▶ [TEXT SHOWN]:
A better gin and tonic?


David Arnold can’t just leave things well enough alone. He has to make them better. More bubbly. More, well, gin and tonic-y.

With a carbon dioxide tank, a bottle of gin, and dozens of bags of powdered acids, and lime extract that he’s processed through some sort of jerry-rigged distillation machine, he’s demonstrating to us how to make a better gin and tonic. Okay, maybe not a better one, but a more fizzy, more flavorful, higher alcohol gin and tonic that packs both a flavor and boozy wallop. In initial tests willing subjects often ended up on the floor drunk. But happy.

As director of culinary technology for the French Culinary Institution (basically a license to be a mad scientist of food), Arnold was just one of a dozen or so speakers at the opening day of Taste3 in Napa, a mind-bending conference that brings together the most creative minds in music, food, storytelling, wine, technology and art, it’s a whirlwind of ideas that is meant to make your mind explode.

Sort of like Arnold’s super-charged gin and tonic. (Which by the way, is a throat-burning blast of mouth-puckering citric acid and gin “no ice, no tonic “that will have you on the floor after about four sips.) But it’s pretty perfect for washing down a maple-infused sea salt caramel topped with bacon, the brainchild of Vosges exotic chocolate wunderkind Katrina Markoff.

But that’s a whole other story (coming tomorrow)…

With my brain bursting from schmoozing, chewing, drinking and listening to some of the most amazing minds on the planet, here’s what I know for sure…

Mushrooms may just save the world. Mycologist Paul Stamets is studying how fungi may treat small pox, breast cancer, HIV and AIDS. And you thought they just tasted good on pizza.

– Soon, your microwave will be able to talk to your IPod, which will play a selection of music to motivate your ass to work off exactly the number of calories in that macaroni you just ate. Isn’t technology wonderful?

▶ [MATERIAL SUPPLIED]:

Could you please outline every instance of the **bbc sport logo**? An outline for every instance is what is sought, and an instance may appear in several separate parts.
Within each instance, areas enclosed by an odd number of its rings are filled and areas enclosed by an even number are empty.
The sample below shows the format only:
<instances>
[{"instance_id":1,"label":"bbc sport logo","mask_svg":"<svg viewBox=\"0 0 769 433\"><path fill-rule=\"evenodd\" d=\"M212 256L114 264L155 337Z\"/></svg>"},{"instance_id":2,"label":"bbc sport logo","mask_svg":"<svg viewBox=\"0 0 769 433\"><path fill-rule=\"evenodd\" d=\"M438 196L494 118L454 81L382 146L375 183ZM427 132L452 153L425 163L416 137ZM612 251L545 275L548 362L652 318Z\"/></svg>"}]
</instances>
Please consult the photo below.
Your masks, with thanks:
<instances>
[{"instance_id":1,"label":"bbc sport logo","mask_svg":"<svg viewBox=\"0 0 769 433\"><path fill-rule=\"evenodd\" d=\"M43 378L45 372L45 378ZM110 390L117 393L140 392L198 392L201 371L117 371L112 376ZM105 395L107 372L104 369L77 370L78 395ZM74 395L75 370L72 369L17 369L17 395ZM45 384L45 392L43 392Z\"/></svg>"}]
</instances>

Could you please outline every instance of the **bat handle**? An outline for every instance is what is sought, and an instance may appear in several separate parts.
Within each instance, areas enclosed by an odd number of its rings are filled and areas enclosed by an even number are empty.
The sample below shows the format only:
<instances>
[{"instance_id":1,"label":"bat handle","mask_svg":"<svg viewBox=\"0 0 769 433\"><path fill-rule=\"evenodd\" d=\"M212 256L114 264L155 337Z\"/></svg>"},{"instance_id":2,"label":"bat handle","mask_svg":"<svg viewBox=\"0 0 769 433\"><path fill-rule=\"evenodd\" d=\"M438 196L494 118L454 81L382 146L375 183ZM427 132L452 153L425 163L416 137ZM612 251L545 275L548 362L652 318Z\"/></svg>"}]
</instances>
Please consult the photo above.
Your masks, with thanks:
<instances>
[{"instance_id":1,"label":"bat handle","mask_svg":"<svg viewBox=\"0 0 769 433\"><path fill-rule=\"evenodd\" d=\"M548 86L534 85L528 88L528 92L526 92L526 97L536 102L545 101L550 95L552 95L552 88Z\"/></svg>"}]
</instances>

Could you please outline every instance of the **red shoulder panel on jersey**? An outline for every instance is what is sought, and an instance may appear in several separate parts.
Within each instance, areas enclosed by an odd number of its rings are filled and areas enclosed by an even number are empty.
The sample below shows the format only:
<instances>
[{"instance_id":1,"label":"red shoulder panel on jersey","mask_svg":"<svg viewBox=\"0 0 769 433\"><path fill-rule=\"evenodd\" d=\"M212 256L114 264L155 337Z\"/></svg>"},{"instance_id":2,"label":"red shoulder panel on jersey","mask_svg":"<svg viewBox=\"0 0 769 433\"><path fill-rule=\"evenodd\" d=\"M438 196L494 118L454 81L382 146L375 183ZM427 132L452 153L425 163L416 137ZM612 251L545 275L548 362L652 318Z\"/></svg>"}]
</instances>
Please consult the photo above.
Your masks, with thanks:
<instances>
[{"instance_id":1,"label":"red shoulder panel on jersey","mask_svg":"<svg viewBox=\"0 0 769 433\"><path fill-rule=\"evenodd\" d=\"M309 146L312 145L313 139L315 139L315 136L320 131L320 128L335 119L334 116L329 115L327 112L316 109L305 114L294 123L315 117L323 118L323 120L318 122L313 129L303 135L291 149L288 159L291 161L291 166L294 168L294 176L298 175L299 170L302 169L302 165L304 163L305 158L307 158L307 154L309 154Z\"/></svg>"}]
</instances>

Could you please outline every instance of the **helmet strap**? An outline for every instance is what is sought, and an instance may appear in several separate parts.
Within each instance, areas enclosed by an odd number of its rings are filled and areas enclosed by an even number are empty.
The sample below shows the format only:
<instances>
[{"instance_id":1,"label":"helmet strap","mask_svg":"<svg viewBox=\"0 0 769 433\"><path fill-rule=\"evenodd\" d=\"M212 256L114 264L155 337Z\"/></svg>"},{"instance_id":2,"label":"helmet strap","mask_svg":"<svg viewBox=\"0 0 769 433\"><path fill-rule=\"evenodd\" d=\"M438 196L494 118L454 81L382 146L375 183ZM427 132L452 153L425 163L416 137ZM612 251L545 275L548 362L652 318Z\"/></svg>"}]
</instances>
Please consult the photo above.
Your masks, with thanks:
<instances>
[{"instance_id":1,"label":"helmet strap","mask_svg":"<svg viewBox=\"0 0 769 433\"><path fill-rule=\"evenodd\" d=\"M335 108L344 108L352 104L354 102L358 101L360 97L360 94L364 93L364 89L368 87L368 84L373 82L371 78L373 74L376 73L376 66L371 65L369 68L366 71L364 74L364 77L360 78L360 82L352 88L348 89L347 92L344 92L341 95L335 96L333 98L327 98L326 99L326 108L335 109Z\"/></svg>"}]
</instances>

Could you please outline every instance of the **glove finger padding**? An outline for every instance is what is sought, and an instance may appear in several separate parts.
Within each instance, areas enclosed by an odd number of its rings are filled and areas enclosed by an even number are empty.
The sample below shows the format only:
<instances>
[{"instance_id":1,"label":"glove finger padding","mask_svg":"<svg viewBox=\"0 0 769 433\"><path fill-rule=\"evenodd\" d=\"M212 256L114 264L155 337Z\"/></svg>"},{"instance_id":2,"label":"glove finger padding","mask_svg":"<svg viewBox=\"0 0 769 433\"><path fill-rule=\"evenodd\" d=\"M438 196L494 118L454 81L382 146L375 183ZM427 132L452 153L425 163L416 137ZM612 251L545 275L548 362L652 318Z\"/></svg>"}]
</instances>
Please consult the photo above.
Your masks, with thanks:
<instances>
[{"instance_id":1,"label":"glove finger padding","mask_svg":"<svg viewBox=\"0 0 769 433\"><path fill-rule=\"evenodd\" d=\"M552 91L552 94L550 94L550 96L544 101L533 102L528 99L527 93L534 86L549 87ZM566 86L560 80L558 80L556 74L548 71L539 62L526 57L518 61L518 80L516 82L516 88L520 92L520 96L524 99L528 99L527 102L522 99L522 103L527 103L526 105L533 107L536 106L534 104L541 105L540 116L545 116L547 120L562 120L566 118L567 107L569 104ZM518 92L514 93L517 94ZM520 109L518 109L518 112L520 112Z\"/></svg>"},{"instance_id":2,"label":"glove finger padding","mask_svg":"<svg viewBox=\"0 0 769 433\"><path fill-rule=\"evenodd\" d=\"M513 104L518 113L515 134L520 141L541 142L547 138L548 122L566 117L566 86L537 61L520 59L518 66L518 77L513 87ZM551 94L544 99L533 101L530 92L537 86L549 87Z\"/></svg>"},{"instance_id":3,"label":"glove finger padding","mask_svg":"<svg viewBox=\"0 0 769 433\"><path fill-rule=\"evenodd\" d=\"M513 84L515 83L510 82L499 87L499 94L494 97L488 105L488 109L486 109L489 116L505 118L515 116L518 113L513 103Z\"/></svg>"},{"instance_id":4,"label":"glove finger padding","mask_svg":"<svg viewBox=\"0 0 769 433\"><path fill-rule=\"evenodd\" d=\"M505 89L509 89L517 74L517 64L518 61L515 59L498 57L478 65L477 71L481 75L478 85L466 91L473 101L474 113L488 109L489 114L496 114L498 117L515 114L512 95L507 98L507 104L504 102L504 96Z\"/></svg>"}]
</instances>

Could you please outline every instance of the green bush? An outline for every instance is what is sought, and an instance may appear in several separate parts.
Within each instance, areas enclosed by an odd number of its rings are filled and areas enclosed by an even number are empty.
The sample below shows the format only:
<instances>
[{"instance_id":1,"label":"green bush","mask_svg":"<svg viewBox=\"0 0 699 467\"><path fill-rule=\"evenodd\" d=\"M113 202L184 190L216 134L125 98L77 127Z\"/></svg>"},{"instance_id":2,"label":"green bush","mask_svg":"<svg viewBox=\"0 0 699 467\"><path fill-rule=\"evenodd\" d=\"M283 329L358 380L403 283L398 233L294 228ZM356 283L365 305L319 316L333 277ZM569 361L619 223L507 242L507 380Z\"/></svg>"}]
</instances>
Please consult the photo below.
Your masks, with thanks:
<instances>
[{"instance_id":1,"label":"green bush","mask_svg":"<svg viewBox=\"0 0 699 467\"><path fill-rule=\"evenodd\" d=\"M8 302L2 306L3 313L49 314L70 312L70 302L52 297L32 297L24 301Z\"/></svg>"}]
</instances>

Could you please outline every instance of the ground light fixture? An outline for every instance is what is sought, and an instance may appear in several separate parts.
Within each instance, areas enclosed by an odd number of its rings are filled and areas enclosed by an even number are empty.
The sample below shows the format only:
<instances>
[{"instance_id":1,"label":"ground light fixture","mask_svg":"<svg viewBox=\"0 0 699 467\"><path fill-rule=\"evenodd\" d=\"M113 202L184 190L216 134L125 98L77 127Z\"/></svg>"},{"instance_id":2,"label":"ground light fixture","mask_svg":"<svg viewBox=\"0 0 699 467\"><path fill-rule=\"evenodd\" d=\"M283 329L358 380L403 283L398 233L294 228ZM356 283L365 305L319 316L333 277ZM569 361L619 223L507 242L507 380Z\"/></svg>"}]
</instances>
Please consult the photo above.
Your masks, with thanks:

▶ [EXERCISE INSTRUCTIONS]:
A. Swap "Napa" for "Sonoma" in the gin and tonic text, then write out the stretch from "As director of" through "your mind explode.".
B. Answer these questions from the gin and tonic text.
(i) What is David Arnold's job title, and where does he hold it?
(ii) What field does Paul Stamets work in?
(iii) After about how many sips will Arnold's super-charged gin and tonic have you on the floor?
Rely on the gin and tonic text alone.

▶ [RESULTS FOR THE EXERCISE]:
A.
As director of culinary technology for the French Culinary Institution (basically a license to be a mad scientist of food), Arnold was just one of a dozen or so speakers at the opening day of Taste3 in Sonoma, a mind-bending conference that brings together the most creative minds in music, food, storytelling, wine, technology and art, it’s a whirlwind of ideas that is meant to make your mind explode.

B.
(i) Director of culinary technology for the French Culinary Institution.
(ii) He is a mycologist.
(iii) About four sips.